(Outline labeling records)

########################################

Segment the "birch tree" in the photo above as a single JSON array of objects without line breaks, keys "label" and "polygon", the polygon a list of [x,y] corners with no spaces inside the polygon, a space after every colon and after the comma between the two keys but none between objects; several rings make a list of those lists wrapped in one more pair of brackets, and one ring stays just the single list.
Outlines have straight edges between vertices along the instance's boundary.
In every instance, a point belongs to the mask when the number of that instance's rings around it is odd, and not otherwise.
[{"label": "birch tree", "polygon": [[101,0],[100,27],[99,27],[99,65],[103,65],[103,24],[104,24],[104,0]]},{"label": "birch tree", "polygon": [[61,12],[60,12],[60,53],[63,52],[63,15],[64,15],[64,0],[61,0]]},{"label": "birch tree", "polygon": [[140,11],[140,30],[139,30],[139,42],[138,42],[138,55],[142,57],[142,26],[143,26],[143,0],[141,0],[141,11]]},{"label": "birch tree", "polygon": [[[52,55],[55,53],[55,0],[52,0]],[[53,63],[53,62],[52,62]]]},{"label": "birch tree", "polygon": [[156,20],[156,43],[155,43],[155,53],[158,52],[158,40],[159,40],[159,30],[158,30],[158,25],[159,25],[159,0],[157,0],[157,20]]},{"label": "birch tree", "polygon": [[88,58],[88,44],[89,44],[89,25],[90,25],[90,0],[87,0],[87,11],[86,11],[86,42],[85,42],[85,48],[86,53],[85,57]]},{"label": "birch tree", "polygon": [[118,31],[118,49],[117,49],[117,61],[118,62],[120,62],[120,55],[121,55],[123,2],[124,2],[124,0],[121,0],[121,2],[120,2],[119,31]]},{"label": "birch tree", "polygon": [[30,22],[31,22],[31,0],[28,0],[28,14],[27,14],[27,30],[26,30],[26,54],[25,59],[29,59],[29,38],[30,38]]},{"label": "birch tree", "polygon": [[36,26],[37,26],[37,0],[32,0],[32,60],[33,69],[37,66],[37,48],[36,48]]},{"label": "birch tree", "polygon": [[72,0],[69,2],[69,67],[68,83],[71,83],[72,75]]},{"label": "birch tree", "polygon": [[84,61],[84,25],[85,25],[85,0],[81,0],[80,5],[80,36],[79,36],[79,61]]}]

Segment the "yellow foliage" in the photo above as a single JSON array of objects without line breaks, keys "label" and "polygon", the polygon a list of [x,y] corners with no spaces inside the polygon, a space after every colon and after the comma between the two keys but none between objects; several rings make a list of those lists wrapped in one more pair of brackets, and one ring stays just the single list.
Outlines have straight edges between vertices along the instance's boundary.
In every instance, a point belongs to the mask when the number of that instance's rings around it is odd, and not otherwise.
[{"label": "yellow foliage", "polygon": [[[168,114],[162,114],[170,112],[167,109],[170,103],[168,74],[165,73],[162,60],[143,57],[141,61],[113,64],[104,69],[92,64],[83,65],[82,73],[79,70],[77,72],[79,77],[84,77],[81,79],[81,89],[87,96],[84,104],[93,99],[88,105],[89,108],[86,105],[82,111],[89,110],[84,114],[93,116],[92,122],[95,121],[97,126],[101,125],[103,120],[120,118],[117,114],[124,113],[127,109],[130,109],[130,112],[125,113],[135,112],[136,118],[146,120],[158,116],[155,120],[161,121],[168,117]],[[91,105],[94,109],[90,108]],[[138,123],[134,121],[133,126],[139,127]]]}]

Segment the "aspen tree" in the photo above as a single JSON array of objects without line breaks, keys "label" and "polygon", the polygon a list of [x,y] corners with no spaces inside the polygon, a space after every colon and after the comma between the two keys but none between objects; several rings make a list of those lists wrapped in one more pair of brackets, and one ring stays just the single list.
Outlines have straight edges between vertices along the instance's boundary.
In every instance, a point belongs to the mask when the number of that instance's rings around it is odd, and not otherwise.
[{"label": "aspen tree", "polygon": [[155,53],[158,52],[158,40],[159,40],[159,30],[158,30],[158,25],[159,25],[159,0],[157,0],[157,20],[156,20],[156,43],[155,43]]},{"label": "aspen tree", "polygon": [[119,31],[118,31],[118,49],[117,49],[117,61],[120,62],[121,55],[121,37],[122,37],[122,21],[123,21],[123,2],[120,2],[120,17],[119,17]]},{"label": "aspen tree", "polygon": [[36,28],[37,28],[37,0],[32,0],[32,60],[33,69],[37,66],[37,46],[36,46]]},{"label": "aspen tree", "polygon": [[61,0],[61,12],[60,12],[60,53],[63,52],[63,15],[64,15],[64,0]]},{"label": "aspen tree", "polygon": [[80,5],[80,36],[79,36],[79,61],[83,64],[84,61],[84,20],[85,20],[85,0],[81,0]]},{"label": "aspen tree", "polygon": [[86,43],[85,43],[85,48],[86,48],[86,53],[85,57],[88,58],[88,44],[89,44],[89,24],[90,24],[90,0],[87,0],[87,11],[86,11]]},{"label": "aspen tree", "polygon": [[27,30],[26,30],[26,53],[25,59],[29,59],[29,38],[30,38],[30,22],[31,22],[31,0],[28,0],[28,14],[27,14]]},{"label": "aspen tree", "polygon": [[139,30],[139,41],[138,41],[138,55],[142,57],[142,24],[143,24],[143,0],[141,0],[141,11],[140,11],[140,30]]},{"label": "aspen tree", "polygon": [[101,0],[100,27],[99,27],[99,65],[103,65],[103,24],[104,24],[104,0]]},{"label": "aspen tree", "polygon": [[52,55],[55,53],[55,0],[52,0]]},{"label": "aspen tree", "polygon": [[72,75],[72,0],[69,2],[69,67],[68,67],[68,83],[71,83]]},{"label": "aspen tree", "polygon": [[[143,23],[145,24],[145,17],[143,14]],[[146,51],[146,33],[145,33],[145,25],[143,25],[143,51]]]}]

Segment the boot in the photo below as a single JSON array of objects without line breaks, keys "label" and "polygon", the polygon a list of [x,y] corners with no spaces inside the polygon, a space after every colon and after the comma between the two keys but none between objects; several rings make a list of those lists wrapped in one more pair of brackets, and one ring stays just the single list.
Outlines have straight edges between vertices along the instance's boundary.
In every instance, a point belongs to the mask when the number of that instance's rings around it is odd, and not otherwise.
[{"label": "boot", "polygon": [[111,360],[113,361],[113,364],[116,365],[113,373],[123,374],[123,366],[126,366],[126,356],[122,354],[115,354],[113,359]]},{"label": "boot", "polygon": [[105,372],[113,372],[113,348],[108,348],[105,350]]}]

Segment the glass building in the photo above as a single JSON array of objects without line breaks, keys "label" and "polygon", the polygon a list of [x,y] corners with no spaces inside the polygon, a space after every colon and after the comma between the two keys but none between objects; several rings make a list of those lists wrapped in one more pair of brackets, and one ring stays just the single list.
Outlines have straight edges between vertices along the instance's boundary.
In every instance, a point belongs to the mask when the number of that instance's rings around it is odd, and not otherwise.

########################################

## Written instruction
Exactly reproduce every line found in the records.

## Solution below
Segment the "birch tree" in the photo above as a single JSON array of objects without line breaks, keys "label" and "polygon", the polygon a list of [x,y] corners with no spaces inside the polygon, a space after every colon and after the comma between the two keys but none between objects; several rings make a list of those lists wrapped in one more pair of brackets, and one ring stays just the single list.
Outlines have straight edges between vertices along the instance's boundary.
In every instance, a point belongs to the mask when the number of that instance's rings around it is odd, and not otherwise.
[{"label": "birch tree", "polygon": [[101,0],[100,27],[99,27],[99,65],[103,65],[103,24],[104,24],[104,0]]},{"label": "birch tree", "polygon": [[61,12],[60,12],[60,53],[63,52],[63,15],[64,15],[64,0],[61,0]]},{"label": "birch tree", "polygon": [[140,11],[140,30],[139,30],[139,42],[138,42],[138,55],[142,57],[142,26],[143,26],[143,0],[141,0],[141,11]]},{"label": "birch tree", "polygon": [[[52,55],[55,53],[55,0],[52,0]],[[53,63],[53,62],[52,62]]]},{"label": "birch tree", "polygon": [[156,20],[156,43],[155,43],[155,53],[158,52],[158,40],[159,40],[159,30],[158,30],[158,25],[159,25],[159,0],[157,0],[157,20]]},{"label": "birch tree", "polygon": [[88,58],[88,44],[89,44],[89,25],[90,25],[90,0],[87,0],[87,11],[86,11],[86,42],[85,42],[85,48],[86,53],[85,57]]},{"label": "birch tree", "polygon": [[118,31],[118,49],[117,49],[117,61],[118,62],[120,62],[120,55],[121,55],[123,2],[124,2],[124,0],[121,0],[121,2],[120,2],[119,31]]},{"label": "birch tree", "polygon": [[30,22],[31,22],[31,0],[28,0],[28,14],[27,14],[27,30],[26,30],[26,54],[25,59],[29,59],[29,38],[30,38]]},{"label": "birch tree", "polygon": [[36,26],[37,26],[37,0],[32,0],[32,60],[33,69],[37,66],[37,48],[36,48]]},{"label": "birch tree", "polygon": [[72,0],[69,2],[69,67],[68,83],[71,83],[72,75]]},{"label": "birch tree", "polygon": [[84,61],[84,25],[85,25],[85,0],[81,0],[80,5],[80,36],[79,36],[79,61]]}]

Segment the "yellow foliage" in the photo above as a single JSON array of objects without line breaks, keys "label" and "polygon", the polygon a list of [x,y] corners with no spaces inside the polygon, a space after every colon and after the comma between the two keys but none between objects; several rings make a list of those lists wrapped in one more pair of brackets, and one ring stays just the single list.
Outlines have straight edges between vertices along the instance's boundary.
In every instance, a point belongs to the mask when the number of that instance's rings around it is odd, and not otherwise.
[{"label": "yellow foliage", "polygon": [[[168,114],[162,114],[170,112],[167,109],[170,103],[168,74],[165,73],[162,60],[143,57],[141,61],[113,64],[104,69],[92,64],[83,65],[82,73],[79,70],[77,72],[79,77],[84,77],[81,79],[81,89],[87,96],[84,104],[93,99],[88,105],[89,108],[86,105],[82,111],[89,110],[84,114],[93,116],[92,122],[95,121],[97,126],[101,125],[103,120],[120,118],[117,114],[124,113],[127,109],[130,109],[130,112],[125,113],[135,112],[136,118],[146,120],[158,116],[155,120],[161,121],[168,117]],[[91,105],[94,109],[90,108]],[[138,123],[134,121],[133,126],[139,127]]]}]

Segment the "aspen tree" in the photo above as a single JSON array of objects without line breaks, keys "label" and "polygon", the polygon a list of [x,y] corners with no spaces inside the polygon, a space after every colon and after the comma between the two keys but none between objects; several rings make a list of those lists wrapped in one more pair of brackets, and one ring stays just the single list.
Outlines have straight edges between vertices along the instance's boundary.
In every instance, a point belongs to the mask when the number of that instance's rings around it is odd, and not otherwise.
[{"label": "aspen tree", "polygon": [[155,53],[158,52],[158,40],[159,40],[159,30],[158,30],[158,25],[159,25],[159,0],[157,0],[157,20],[156,20],[156,43],[155,43]]},{"label": "aspen tree", "polygon": [[119,31],[118,31],[118,49],[117,49],[117,61],[120,62],[121,55],[121,37],[122,37],[122,21],[123,21],[123,2],[120,2],[120,17],[119,17]]},{"label": "aspen tree", "polygon": [[36,28],[37,28],[37,0],[32,0],[32,60],[33,69],[37,66],[37,46],[36,46]]},{"label": "aspen tree", "polygon": [[61,0],[61,12],[60,12],[60,53],[63,52],[63,15],[64,15],[64,0]]},{"label": "aspen tree", "polygon": [[80,5],[80,36],[79,36],[79,61],[83,64],[84,61],[84,20],[85,20],[85,0],[81,0]]},{"label": "aspen tree", "polygon": [[86,43],[85,43],[85,48],[86,48],[86,53],[85,57],[88,58],[88,44],[89,44],[89,24],[90,24],[90,0],[87,0],[87,11],[86,11]]},{"label": "aspen tree", "polygon": [[27,30],[26,30],[26,53],[25,59],[29,59],[29,38],[30,38],[30,22],[31,22],[31,0],[28,0],[28,14],[27,14]]},{"label": "aspen tree", "polygon": [[139,30],[139,41],[138,41],[138,55],[142,57],[142,24],[143,24],[143,0],[141,0],[141,11],[140,11],[140,30]]},{"label": "aspen tree", "polygon": [[101,0],[100,27],[99,27],[99,65],[103,65],[103,24],[104,24],[104,0]]},{"label": "aspen tree", "polygon": [[52,55],[55,53],[55,0],[52,0]]},{"label": "aspen tree", "polygon": [[72,75],[72,0],[69,2],[69,67],[68,67],[68,83],[71,83]]},{"label": "aspen tree", "polygon": [[[143,23],[145,24],[145,17],[143,14]],[[146,51],[146,33],[145,33],[145,25],[143,25],[143,51]]]}]

Segment the boot in the photo below as a single JSON array of objects without line breaks, keys "label" and "polygon", the polygon a list of [x,y] corners with no spaces inside the polygon, a space after every colon and after the comma between the two keys but none between objects; several rings make a list of those lists wrapped in one more pair of brackets, and one ring stays just the single list.
Outlines have straight edges between vertices along the instance's boundary.
In every instance, a point belongs to the mask when the number of that instance's rings around it is odd, and not otherwise.
[{"label": "boot", "polygon": [[111,360],[113,361],[113,364],[116,365],[113,373],[123,374],[123,366],[126,366],[126,356],[122,354],[115,354],[113,359]]},{"label": "boot", "polygon": [[105,372],[113,372],[113,348],[108,348],[105,350]]}]

Segment the glass building in the photo above as a single JSON array of objects without line breaks, keys "label" and "polygon", the polygon a list of [x,y] corners with no spaces inside the polygon, a space after every colon and after the comma between the two keys but none between objects; several rings make a list of those lists wrapped in one more pair of brackets, and one ring stays just the single list.
Outlines have straight edges between vertices along the instance's boundary.
In every instance, a point belongs to the mask when the number of that instance's rings around it is odd, and not otherwise.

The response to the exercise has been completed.